> _Problem to work on_
Copy the material word for word, starting at the line that contains "If you could mark the glass" and ending with the final line of the material.

[BEGIN]

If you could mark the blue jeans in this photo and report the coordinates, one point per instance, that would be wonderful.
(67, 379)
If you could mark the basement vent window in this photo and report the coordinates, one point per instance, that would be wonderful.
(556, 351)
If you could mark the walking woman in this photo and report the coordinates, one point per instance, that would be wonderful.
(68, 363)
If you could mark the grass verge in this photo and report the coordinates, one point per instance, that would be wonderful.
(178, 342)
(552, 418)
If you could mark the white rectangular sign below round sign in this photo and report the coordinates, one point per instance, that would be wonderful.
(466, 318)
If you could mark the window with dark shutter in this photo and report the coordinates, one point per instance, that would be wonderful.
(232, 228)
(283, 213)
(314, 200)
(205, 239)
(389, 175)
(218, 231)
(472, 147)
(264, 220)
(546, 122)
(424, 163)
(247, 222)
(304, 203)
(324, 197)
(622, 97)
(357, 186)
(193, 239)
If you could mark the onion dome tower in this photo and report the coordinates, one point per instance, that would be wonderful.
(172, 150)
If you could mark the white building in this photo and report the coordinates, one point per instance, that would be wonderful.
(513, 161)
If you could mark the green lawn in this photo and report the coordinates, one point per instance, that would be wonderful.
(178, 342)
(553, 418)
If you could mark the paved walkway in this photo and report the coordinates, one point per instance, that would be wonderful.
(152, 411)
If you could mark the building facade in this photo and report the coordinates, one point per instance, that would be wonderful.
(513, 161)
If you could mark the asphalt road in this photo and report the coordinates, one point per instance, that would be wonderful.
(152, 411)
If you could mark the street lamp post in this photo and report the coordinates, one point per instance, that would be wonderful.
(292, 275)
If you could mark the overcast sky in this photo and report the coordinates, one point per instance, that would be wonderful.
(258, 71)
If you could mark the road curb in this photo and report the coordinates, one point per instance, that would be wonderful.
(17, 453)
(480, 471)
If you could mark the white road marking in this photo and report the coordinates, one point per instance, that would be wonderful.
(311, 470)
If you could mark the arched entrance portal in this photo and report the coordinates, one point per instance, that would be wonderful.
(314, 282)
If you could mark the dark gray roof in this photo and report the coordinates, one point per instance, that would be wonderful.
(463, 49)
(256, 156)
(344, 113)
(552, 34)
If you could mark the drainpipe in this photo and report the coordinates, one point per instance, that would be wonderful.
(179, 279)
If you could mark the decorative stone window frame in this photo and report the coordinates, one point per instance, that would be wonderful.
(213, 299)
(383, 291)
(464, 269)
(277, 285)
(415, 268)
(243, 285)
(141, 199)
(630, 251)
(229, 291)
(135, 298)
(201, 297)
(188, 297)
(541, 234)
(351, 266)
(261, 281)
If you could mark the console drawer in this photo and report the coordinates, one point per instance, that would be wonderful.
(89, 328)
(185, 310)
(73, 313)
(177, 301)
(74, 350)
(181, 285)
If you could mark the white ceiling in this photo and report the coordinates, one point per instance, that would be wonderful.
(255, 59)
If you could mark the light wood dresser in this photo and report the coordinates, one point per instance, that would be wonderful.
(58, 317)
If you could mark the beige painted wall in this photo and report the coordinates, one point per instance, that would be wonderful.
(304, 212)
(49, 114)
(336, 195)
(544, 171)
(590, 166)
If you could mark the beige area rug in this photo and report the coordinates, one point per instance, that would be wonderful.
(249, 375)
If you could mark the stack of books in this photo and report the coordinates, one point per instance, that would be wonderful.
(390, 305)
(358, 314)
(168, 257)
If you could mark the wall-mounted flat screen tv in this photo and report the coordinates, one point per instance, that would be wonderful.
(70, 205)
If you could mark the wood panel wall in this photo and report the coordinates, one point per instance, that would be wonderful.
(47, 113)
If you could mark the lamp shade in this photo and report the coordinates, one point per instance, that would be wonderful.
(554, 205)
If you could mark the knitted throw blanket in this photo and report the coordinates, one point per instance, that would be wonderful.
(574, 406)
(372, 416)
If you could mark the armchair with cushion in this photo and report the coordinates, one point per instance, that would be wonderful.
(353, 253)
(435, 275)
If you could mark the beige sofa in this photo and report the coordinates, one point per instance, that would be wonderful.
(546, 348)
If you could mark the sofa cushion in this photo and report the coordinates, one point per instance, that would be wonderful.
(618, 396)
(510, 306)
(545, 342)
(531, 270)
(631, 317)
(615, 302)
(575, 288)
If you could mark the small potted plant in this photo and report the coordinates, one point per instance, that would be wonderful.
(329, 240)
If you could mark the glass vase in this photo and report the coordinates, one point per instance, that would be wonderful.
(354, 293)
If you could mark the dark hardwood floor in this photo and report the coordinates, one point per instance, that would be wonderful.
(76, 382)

[END]

> _Task answer_
If you could mark the glass vase in this photo and report the coordinates, one point per instance, that would be wonderful.
(354, 293)
If you could mark the dark hardwood floor in this photo and report the coordinates, one point per instance, that would be wonderful.
(76, 382)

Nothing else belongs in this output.